═════ DATA LINES ═════

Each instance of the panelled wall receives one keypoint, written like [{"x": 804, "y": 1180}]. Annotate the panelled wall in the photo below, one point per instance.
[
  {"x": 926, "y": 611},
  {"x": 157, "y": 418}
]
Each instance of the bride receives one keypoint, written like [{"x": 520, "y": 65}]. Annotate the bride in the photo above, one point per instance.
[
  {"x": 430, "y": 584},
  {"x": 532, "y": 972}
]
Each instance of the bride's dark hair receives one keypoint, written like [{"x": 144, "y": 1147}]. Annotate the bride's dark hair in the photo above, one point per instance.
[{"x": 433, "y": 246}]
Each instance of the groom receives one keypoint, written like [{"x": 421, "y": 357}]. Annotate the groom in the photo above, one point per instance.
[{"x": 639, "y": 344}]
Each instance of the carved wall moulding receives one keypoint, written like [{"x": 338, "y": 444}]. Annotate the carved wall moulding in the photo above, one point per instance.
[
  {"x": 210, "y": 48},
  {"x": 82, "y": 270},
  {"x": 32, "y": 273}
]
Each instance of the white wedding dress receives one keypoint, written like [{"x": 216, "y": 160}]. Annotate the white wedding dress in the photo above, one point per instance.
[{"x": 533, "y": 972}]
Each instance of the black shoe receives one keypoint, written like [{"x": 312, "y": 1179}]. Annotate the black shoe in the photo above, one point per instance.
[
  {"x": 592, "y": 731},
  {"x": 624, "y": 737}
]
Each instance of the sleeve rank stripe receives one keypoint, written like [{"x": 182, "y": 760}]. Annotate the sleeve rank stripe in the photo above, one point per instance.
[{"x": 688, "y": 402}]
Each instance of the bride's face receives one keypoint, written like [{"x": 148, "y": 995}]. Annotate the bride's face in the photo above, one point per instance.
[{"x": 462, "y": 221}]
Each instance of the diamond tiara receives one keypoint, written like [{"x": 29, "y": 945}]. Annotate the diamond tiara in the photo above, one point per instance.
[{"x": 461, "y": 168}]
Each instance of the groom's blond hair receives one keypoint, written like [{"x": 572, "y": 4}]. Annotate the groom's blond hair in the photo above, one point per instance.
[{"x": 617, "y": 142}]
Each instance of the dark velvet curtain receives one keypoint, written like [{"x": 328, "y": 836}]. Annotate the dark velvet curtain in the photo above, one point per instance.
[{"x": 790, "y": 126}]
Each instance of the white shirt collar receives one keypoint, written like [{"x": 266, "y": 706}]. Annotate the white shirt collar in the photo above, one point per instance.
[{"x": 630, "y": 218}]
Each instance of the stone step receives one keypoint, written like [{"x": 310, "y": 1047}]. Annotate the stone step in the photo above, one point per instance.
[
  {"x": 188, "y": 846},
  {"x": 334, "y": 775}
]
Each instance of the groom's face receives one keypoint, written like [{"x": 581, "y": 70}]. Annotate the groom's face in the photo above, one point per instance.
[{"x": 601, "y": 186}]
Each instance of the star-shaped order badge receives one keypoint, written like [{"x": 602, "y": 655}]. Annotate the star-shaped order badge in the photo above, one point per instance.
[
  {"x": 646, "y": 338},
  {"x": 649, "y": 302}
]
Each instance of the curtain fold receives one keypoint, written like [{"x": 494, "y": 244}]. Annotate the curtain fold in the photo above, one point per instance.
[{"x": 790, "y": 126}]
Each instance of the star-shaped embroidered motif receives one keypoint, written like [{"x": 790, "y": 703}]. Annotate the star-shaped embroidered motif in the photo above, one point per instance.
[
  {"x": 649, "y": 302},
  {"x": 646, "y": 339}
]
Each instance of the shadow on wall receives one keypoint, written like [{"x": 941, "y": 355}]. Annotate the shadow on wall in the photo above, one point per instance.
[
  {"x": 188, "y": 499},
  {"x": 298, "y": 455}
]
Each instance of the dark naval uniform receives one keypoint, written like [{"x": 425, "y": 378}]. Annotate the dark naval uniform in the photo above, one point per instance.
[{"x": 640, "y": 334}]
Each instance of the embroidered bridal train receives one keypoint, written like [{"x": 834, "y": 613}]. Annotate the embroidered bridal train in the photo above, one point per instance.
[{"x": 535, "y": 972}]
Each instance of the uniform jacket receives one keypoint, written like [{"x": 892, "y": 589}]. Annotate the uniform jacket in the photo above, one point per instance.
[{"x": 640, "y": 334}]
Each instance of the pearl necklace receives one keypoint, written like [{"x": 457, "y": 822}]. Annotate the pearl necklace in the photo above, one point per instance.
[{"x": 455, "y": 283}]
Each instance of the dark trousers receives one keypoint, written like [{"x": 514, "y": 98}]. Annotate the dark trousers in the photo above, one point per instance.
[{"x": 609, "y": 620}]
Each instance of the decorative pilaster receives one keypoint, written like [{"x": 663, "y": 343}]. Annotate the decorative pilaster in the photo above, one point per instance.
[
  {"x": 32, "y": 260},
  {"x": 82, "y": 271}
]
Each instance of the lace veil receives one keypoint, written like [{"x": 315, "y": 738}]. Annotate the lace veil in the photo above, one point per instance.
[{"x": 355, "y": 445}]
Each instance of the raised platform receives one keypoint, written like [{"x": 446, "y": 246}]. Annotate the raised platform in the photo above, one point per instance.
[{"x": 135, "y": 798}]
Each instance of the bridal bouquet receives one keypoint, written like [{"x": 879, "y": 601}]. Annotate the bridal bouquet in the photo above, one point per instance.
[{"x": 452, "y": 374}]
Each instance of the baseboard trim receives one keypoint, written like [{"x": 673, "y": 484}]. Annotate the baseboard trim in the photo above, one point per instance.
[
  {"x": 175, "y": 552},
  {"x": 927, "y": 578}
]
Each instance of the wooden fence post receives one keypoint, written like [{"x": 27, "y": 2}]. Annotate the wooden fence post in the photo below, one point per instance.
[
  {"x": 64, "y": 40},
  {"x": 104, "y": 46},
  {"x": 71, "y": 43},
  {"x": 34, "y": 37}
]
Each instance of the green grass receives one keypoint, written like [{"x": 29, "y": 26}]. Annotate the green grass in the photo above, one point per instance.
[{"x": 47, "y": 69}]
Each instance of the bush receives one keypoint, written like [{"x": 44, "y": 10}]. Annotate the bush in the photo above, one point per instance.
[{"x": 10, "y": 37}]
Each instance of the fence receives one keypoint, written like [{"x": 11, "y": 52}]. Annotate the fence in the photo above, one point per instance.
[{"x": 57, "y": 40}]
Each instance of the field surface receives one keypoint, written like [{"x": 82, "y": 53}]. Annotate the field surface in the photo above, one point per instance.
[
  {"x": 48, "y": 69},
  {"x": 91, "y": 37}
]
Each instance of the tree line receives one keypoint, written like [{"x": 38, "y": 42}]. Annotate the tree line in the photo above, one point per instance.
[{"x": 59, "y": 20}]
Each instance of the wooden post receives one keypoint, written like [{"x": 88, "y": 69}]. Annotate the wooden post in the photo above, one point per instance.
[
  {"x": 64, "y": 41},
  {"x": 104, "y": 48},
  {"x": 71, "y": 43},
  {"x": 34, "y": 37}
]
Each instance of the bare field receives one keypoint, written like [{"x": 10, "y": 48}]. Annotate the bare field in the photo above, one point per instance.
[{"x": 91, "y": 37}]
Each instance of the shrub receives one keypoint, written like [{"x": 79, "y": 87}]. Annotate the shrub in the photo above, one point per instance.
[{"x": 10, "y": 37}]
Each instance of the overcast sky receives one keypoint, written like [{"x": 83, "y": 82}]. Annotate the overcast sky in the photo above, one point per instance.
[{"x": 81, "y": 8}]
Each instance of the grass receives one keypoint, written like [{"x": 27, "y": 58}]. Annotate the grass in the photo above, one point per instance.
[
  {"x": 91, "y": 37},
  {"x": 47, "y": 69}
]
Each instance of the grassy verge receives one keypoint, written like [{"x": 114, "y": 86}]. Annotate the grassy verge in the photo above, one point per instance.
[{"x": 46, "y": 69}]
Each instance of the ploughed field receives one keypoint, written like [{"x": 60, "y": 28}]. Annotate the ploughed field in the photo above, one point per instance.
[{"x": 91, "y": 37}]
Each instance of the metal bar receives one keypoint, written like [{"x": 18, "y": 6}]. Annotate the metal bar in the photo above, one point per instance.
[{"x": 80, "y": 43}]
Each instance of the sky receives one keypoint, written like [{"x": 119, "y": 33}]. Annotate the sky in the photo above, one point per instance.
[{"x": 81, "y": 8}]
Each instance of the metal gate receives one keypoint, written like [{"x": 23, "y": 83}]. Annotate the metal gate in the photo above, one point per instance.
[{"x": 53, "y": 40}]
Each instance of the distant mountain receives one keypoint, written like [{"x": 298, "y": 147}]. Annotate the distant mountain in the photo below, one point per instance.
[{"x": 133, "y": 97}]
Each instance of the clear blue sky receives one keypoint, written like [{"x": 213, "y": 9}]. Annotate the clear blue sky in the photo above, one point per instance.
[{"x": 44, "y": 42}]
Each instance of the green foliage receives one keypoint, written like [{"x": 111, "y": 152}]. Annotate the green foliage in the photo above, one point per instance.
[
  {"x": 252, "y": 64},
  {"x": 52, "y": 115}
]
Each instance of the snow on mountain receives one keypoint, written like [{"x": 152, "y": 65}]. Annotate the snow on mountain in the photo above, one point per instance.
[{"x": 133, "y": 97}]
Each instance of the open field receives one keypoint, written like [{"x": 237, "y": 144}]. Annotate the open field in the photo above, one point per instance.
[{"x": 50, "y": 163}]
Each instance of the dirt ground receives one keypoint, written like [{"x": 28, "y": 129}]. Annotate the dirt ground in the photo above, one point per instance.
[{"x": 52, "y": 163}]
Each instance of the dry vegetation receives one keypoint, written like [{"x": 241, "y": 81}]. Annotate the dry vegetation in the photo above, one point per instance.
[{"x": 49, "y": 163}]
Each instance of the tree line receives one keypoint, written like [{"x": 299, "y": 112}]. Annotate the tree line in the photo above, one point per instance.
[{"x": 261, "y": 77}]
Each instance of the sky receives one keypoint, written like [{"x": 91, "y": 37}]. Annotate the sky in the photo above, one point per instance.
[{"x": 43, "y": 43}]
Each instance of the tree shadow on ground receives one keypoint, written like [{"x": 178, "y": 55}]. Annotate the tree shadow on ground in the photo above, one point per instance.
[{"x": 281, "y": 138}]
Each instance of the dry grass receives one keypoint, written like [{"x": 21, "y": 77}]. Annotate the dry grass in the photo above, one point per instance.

═════

_GIVEN TASK_
Take the lines from the one containing "Each instance of the tree shadow" to the last line of the material above and write them out exactly.

_ANSWER TO THE PROBLEM_
Each instance of the tree shadow on ground receives one keypoint, written like [{"x": 178, "y": 55}]. Annotate the tree shadow on ground in the photo above, one point per instance.
[{"x": 281, "y": 138}]
Each instance of the dry grass receives one keypoint, written like [{"x": 21, "y": 77}]. Annotate the dry grass in the photo above, one point per instance.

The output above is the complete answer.